Già la curva, dove attualmente c’è l’ingresso per il parcheggio ricavato sulla foce del torrente, non esisteva (era spiaggia) perché il traffico (si fa per dire) si sviluppava per traversa san Giovanni a Mare (mulino ‘ Silvestro – Pascarella – Tatonno o diavulillo) per poi passare per piazza Umberto I. Venne poi sistemata la statua della Madonna con vasca e pianta rampicante, un tempo ben curata da masto Alfonso.
A sinistra (al posto dell’elettronica 2000) c’era “Ciccio ‘e pelella” , artista del ferro e che rispondeva al nome di Francesco Fraulo, esponente del PSI provinciale. C’era un balconcino di affaccio usato di sera come sversatoio liquido degli zicchinettari del circolo sociale. Sotto il livello attuale della strada c’erano i maestri bottai Ruocco, papà e zio dell’indimenticabile Carminuccio, attiguo al casotto del dazio, attuale sede ANMI.

» Record forniti:

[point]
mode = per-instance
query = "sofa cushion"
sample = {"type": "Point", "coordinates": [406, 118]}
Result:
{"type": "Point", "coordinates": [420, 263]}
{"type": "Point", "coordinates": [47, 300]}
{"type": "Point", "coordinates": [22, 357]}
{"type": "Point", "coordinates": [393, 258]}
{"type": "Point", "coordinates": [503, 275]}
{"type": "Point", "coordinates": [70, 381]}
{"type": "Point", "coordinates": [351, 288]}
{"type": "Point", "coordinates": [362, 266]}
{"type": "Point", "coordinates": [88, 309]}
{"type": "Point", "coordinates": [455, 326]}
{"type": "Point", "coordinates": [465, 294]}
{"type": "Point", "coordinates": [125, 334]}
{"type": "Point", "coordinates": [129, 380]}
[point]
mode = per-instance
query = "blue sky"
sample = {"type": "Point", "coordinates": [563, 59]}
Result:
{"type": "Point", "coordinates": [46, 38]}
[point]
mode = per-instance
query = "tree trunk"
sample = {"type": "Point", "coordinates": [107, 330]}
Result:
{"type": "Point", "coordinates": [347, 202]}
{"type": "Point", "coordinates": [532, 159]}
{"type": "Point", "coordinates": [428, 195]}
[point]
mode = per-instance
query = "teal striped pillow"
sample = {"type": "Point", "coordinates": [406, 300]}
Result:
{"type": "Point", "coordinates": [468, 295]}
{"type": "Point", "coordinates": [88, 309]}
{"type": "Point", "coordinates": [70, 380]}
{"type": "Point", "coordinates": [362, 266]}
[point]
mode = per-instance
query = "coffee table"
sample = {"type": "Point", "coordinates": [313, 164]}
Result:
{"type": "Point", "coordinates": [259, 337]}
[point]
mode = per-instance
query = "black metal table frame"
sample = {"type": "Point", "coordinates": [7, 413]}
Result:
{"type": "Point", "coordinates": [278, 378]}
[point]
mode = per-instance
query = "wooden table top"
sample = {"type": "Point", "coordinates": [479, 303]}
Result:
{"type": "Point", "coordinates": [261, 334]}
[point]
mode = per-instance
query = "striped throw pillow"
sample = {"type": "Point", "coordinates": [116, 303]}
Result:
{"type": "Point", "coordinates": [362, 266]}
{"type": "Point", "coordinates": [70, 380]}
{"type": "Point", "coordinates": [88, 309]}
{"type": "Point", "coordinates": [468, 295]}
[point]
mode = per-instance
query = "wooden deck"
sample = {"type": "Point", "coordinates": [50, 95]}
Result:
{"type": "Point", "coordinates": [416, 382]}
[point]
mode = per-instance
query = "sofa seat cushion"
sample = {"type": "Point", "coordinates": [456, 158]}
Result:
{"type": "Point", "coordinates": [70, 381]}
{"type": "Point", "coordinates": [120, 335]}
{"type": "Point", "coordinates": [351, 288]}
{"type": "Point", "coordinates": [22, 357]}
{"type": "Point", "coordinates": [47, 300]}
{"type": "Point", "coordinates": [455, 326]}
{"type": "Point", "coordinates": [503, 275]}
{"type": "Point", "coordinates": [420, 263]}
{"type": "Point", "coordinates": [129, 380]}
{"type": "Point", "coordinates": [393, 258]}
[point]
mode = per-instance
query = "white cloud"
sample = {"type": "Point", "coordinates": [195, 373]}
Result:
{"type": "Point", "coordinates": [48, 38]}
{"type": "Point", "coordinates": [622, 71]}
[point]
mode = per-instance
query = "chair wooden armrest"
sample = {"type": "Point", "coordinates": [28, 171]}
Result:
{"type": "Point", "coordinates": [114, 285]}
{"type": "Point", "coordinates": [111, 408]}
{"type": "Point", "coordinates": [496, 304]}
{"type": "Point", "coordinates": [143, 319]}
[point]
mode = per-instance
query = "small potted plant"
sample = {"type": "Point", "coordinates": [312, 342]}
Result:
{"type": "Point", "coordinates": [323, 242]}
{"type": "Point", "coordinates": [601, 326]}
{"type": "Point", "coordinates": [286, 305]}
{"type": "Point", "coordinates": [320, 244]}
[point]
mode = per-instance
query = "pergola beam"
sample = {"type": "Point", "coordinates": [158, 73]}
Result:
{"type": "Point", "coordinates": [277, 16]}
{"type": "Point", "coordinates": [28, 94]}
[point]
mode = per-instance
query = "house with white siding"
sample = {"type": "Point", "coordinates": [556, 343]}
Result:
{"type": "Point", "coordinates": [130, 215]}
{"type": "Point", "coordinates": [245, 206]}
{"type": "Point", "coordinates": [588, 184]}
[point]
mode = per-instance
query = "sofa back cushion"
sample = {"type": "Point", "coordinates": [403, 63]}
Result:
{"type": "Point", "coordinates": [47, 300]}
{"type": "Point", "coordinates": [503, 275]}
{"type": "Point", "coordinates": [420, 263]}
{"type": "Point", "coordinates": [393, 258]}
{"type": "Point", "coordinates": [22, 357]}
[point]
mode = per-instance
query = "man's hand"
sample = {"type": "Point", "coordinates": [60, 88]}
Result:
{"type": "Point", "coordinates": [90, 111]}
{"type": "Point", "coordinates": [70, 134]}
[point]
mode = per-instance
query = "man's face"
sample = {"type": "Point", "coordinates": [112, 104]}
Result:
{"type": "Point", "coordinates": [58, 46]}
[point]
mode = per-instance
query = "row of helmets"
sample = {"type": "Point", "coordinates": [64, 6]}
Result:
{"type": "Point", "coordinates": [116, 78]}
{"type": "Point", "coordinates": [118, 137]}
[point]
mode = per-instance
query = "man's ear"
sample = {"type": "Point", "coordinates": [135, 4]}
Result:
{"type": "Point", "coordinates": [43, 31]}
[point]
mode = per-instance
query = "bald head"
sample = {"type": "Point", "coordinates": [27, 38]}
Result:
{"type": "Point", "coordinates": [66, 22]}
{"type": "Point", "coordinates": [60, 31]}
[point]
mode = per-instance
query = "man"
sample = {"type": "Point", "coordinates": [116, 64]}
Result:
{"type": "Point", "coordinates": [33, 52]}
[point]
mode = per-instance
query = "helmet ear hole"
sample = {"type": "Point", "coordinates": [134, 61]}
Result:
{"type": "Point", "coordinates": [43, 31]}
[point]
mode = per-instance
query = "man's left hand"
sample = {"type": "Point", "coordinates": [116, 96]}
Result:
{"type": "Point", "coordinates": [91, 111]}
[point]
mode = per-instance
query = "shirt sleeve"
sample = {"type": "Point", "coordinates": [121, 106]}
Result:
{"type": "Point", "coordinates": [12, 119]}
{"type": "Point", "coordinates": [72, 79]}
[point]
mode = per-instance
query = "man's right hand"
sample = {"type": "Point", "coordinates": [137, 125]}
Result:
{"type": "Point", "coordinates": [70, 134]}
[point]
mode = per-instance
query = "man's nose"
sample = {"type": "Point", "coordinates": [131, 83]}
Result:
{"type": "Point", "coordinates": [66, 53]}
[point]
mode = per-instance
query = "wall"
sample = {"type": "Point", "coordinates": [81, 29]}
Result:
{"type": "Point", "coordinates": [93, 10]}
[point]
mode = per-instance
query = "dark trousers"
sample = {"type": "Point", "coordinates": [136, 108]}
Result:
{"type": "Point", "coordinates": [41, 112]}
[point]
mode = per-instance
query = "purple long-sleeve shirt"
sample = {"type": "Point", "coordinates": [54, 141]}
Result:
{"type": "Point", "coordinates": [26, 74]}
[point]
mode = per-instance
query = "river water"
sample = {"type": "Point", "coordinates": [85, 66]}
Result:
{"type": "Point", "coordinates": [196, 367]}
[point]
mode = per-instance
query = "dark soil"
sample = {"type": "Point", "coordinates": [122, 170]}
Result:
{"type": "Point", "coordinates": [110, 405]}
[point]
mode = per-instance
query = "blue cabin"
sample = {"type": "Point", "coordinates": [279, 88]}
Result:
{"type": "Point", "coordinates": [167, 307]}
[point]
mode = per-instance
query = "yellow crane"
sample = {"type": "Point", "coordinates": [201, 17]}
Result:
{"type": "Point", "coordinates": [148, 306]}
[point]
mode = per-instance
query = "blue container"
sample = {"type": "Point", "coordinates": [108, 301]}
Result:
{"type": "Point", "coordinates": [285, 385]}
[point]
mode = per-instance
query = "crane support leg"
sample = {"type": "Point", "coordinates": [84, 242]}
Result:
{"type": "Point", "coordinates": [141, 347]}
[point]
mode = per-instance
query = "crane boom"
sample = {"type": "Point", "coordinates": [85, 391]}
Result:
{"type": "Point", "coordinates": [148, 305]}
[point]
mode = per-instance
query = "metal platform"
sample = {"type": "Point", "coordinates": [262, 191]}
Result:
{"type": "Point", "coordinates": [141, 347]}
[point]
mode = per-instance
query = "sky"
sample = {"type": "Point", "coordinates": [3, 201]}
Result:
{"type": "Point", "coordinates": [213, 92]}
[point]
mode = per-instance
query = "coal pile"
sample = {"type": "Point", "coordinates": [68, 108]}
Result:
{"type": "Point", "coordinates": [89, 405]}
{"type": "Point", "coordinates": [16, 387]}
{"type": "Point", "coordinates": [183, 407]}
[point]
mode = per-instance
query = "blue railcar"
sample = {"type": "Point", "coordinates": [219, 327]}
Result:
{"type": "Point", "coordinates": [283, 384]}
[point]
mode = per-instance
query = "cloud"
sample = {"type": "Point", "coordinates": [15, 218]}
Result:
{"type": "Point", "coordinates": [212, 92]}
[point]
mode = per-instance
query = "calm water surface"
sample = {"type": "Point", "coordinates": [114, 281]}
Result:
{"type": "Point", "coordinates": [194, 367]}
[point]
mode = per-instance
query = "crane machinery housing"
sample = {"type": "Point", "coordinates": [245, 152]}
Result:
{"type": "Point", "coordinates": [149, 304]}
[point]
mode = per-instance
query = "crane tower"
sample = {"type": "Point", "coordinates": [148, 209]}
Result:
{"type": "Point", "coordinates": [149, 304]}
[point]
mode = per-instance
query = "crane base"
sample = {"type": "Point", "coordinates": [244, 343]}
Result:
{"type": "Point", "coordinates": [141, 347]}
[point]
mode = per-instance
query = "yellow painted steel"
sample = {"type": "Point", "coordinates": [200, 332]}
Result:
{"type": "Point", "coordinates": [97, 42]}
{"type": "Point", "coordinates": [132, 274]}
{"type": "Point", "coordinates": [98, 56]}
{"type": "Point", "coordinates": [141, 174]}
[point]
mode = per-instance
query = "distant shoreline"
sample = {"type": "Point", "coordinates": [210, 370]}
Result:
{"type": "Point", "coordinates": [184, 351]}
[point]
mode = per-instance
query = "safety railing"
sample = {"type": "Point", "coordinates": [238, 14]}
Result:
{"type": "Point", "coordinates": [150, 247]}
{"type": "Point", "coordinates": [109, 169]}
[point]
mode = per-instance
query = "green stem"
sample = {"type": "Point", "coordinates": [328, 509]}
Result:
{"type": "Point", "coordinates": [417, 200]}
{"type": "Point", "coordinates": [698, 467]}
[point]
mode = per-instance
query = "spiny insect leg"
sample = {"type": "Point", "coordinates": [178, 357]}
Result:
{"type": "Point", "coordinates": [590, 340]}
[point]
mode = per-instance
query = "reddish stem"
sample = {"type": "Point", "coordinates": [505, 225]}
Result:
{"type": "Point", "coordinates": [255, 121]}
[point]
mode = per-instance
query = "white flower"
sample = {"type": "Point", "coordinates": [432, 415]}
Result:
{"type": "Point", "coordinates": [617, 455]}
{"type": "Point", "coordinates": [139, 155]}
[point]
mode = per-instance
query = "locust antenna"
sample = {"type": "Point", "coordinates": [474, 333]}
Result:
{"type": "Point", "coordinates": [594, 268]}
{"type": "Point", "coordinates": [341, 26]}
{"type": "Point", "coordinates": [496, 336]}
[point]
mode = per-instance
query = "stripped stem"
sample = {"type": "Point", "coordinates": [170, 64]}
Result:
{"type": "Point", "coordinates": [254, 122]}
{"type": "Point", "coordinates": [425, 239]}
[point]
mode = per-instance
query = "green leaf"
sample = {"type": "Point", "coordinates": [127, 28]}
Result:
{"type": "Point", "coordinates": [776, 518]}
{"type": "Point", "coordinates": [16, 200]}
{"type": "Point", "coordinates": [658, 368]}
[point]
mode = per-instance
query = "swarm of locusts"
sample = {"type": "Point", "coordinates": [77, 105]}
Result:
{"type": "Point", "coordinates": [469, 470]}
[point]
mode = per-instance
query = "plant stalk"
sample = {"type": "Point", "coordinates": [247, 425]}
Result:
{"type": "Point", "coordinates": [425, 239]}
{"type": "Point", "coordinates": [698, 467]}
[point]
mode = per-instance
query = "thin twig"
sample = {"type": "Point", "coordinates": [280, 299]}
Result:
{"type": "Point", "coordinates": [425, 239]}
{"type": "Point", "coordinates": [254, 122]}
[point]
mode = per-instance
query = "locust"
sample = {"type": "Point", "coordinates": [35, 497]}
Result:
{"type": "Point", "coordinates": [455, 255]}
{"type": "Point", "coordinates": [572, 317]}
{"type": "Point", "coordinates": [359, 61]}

» Problema da risolvere:
Per favore, prosegui il testo sui ricordi della strada e delle sue botteghe di un tempo. Comincia subito dopo l'ultima frase.

» Risposta:
Il dazio aveva una bilancia a terra per la pesa degli animali e di pacchi ingombranti, usato spesso da noi adolescenti per dondolarci. Era davanti all’ingresso, con una fontana dove tutti attingevano acqua che non avevano in casa, della stalla di Giuliano, in seguito divenuta ristorante (la Stalla, l’Arsenale, I Pontile, la Locanda del pescatore).
Proseguendo, dopo le scale che conducono a san Giovanni (al tempo c’era la scuola elementare) ed a quelle per il Vingius, s’incontravano i magazzini delle sorelle di Cetara, da uno dei quali Riccardo tirava fuori, scale, scaletti ed altri aggeggi vari di notevole fattura. Di fronte c’era il deposito del Caporale con le vasche di stocco e baccalà messi a “spugnare”. Al lato c’era il deposito d’o tupparo, trasformato da Gaetano in elettrauto e da Umberto in officina meccanica e di fronte c’era l’altro meccanico, Geppino. Di fianco a questo c’era Alfon so ‘o Capurale con la sua frequentatissima trattoria, mescita di vino di Sambuco e Torello, salumeria; poi si trasformò in ristorante e pizzeria ed aveva sul marciapiede una luminosa ovale girevole che rifletteva immagini di piatti e bevande.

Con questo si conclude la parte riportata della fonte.